Luogu P5025 [SNOI2017]炸弹(线段树优化建图,缩点)
文章目录
题目描述
在一条直线上有 $n$ 个炸弹,每个炸弹的坐标是 $x_i$,爆炸半径是 $r_i$,当一个炸弹爆炸时,如果另一个炸弹所在位置 $x_j$ 满足:$|x_j-x_i| \le r_i$ ,那么,该炸弹也会被引爆。
现在,请你帮忙计算一下,先把第 $i$ 个炸弹引爆,将引爆多少个炸弹呢?
答案对 $10^9 + 7$ 取模
$n \le 5 \times 10^5$
$-10^{18} \le x_i \le 10^{18}$
$0 \le r_i \le 2 \times 10^{18}$
简要做法
每个炸弹能直接引爆一个区间内的炸弹,能引爆就拉条单向边,这东西可以线段树优化建图
炸弹可以连锁反应,建完图后缩点,并记录每个 scc 能引爆的最左边的和最右边的炸弹
然后搜一遍统计答案即可
参考代码
#include <stdio.h>
#include <algorithm>
#include <memory.h>
#include <vector>
#include <stack>
#define int long long
const int N = 1e7 + 5;
const int M = N << 1;
const int P = 1e9 + 7;
const int INF = 0x3f3f3f3f3f3f3f3f;
int n, node_max;
int head[N], num_edge;
int idx[N], lef[N], rig[N];
std::vector<int> G[N];
bool vis[N];
struct Node
{
int next, to;
} edge[M];
struct Boobs
{
int x, r;
} B[N];
void add_edge(int u, int v) { edge[++num_edge] = Node{head[u], v}, head[u] = num_edge; }
struct Segment_Tree
{
#define ls (p << 1)

• [练习目标]
请抄录原文中从“Luogu P5025 [SNOI2017]炸弹(线段树优化建图,缩点)”起一直到“现在,请你帮忙计算一下,先把第 $i$ 个炸弹引爆,将引爆多少个炸弹呢?”为止的全部文字。 完成本练习用不到下面的清单。

• [提供材料]
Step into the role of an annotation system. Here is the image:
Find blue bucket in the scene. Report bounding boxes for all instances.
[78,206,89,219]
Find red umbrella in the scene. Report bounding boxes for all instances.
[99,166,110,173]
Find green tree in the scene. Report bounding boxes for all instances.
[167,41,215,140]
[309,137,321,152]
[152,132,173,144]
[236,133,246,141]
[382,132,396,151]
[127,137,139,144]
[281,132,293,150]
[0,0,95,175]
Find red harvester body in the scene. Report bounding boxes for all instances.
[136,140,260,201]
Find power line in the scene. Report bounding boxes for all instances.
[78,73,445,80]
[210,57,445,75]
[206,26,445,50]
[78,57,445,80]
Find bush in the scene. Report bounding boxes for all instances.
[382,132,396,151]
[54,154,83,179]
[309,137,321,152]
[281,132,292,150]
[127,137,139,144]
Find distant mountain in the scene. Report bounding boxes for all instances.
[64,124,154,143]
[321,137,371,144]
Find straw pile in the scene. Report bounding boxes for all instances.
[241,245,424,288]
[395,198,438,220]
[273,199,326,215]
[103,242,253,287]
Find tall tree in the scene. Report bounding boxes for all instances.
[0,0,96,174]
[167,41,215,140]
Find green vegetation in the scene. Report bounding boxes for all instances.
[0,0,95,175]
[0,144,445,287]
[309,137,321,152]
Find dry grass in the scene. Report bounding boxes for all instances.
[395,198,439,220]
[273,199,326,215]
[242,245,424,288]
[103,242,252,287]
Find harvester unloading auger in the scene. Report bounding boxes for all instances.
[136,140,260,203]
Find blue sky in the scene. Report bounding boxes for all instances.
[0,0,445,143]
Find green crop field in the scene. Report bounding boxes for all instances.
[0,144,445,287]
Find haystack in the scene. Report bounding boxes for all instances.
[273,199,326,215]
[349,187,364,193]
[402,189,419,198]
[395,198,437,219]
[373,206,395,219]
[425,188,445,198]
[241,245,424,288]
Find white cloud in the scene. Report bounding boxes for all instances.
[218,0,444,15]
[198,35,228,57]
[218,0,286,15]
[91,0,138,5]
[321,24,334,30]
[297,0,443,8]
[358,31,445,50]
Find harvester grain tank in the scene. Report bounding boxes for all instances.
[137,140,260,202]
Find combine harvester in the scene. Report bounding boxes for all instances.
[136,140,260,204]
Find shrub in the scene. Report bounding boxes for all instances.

• [习题解答]
Luogu P5025 [SNOI2017]炸弹(线段树优化建图,缩点)
文章目录
题目描述
在一条直线上有 $n$ 个炸弹,每个炸弹的坐标是 $x_i$,爆炸半径是 $r_i$,当一个炸弹爆炸时,如果另一个炸弹所在位置 $x_j$ 满足:$|x_j-x_i| \le r_i$ ,那么,该炸弹也会被引爆。
现在,请你帮忙计算一下,先把第 $i$ 个炸弹引爆,将引爆多少个炸弹呢?